> Required task
Write out each of the rows below word for word, leaving out the pictures.

** Start Provided records **

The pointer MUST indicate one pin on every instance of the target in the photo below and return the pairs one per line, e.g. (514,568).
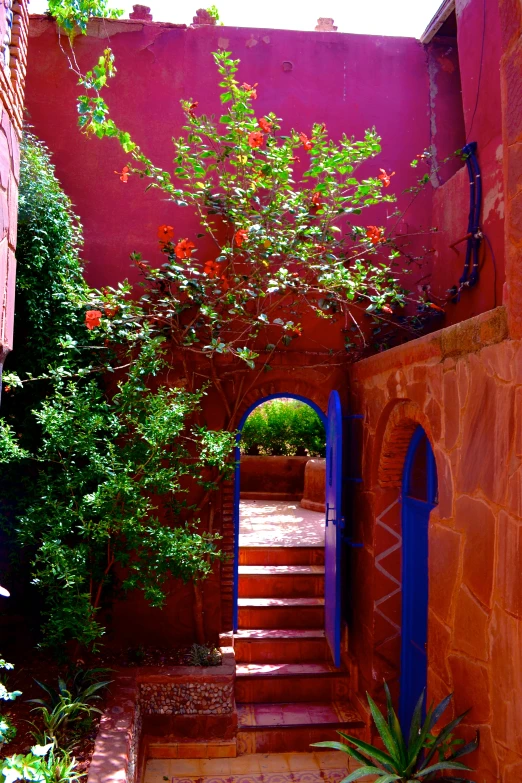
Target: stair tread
(281,633)
(281,570)
(286,669)
(267,602)
(260,717)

** End Provided records **

> Written solution
The pointer MUST indicate one pin on every instance of the target in the photo below and return the pairs one per line, e.g. (514,568).
Target: stair tread
(281,633)
(281,570)
(286,669)
(267,602)
(260,717)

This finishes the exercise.